A defesa José Paulo Pinto de Sousa, primo do ex-primeiro-ministro José Sócrates, pediu a abertura de instrução numa página apenas, mas em debate instrutório estendeu as suas alegações por cerca de três horas. De pé, com aquilo que parecia uma resma de papel em cima da mesa, o advogado João Costa de Andrade reservou quase uma hora a um ataque ferrado ao Tribunal Central de Instrução Criminal que, segundo afirmou, “devia mudar de nome” e passar a chamar-se “Tribunal do Carlos de Instrução Criminal, Sociedade Unipessoal”.
Aliás o advogado jogou maioritariamente ao ataque do juiz Carlos Alexandre explicando mesmo, a dada altura, que o seu requerimento de abertura de instrução — que o Ministério Público (MP) chegou a dizer não ter nada de palpável– era reduzido por uma simples razão: é que se esta fase, em que se decide se o caso segue ou não para julgamento, calhasse nas mãos de Alexandre, nem sequer estaria presente no tribunal.
“O que se esconde nas sombras dos tribunais portugueses hoje é perigosíssimo”, disse, acusando o juiz (sem nunca referir o seu nome) de trabalhar em equipa com determinados procuradores do Ministério Público. Basta fazer “o exercício de perceber a quem se distribui um processo de acordo com a origem”, disse. João Costa Andrade disse mesmo de que nada vale “lutar para que a distribuição do processo seja limpa”, porque “sabemos do que ali vem”. Já “deste juiz”, referindo-se ao único outro juiz do tribunal, Ivo Rosa, “entramos no filme Eyes Wide Shut”. Não sabe o que se espera, “mas o que sair sai da sua cabeça”, reforçou.

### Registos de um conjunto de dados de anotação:
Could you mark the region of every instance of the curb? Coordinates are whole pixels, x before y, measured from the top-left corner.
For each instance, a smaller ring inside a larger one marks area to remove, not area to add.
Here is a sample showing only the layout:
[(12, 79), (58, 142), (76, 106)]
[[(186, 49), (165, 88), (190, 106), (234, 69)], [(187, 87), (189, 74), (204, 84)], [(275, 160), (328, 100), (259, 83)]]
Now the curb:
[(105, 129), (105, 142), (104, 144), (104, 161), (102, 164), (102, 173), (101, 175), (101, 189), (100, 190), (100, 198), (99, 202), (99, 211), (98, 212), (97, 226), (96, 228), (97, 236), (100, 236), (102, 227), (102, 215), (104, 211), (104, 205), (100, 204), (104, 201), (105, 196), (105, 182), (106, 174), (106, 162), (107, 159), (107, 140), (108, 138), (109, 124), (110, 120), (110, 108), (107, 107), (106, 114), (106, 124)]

### REQUISITOS DA TAREFA:
Devolva sem alterações o trecho do texto de origem que começa nas palavras "Aliás o advogado" e termina depois de "presente no tribunal.".

### RESPOSTA COMPLETA:
Aliás o advogado jogou maioritariamente ao ataque do juiz Carlos Alexandre explicando mesmo, a dada altura, que o seu requerimento de abertura de instrução — que o Ministério Público (MP) chegou a dizer não ter nada de palpável– era reduzido por uma simples razão: é que se esta fase, em que se decide se o caso segue ou não para julgamento, calhasse nas mãos de Alexandre, nem sequer estaria presente no tribunal.